Please repeat the lines below word for word, leaving out the pictures.

(Spatial annotation records)
------------------------

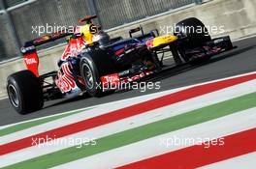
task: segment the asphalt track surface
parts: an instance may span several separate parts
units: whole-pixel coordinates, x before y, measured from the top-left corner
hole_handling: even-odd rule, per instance
[[[62,99],[46,102],[44,109],[27,115],[17,114],[13,109],[8,99],[1,99],[0,126],[255,71],[256,38],[236,42],[234,44],[237,45],[238,48],[214,56],[209,62],[204,65],[194,67],[182,65],[159,73],[150,80],[153,82],[160,81],[160,90],[146,90],[145,92],[131,90],[107,95],[102,98],[76,97],[72,99]],[[171,63],[171,61],[168,62]]]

------------------------

▶ **Response to the task**:
task: segment the asphalt track surface
parts: an instance may span several separate parts
units: whole-pixel coordinates, x before y, measured from the top-left corner
hole_handling: even-odd rule, per instance
[[[62,99],[46,102],[44,109],[27,115],[17,114],[13,109],[8,99],[1,99],[0,126],[255,71],[256,38],[236,42],[234,44],[237,45],[238,48],[214,56],[209,62],[204,65],[194,67],[182,65],[159,73],[150,80],[153,82],[160,81],[160,90],[146,90],[145,92],[131,90],[107,95],[102,98],[76,97],[72,99]],[[171,63],[171,61],[168,62]]]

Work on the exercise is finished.